# WHAT YOU SHOULD DO
Copy the records between the line holding "point_to(query) puts a dot on the red flag, one" and the line holding "column 330, row 214", inclusive, with "red flag" changed to "scarlet flag" and nothing else altered.

# # # # #

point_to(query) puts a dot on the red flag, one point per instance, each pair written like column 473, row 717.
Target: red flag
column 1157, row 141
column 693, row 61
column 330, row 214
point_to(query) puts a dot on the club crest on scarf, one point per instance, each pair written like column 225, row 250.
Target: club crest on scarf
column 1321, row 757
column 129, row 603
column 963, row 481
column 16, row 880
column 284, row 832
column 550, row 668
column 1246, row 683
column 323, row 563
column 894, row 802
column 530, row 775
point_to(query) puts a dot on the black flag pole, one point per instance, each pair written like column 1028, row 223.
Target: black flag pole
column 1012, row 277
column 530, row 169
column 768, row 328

# # # # #

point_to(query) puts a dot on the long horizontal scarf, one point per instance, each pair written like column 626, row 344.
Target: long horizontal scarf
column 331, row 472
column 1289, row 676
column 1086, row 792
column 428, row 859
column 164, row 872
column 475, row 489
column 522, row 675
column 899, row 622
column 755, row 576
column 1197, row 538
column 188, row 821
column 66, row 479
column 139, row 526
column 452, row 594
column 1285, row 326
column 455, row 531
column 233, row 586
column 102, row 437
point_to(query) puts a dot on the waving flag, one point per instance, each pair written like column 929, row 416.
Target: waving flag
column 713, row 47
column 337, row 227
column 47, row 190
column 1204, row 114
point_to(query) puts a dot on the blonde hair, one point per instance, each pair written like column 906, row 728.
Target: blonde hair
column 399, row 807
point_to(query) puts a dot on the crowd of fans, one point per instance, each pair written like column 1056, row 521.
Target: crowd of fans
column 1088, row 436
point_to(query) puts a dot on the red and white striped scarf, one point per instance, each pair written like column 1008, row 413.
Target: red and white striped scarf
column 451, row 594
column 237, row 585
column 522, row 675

# # # # #

# TASK RESPONSE
point_to(query) puts a dot on the scarlet flag, one point per instance, each pair written like column 473, row 717.
Target: scarlet flag
column 1157, row 141
column 693, row 61
column 330, row 214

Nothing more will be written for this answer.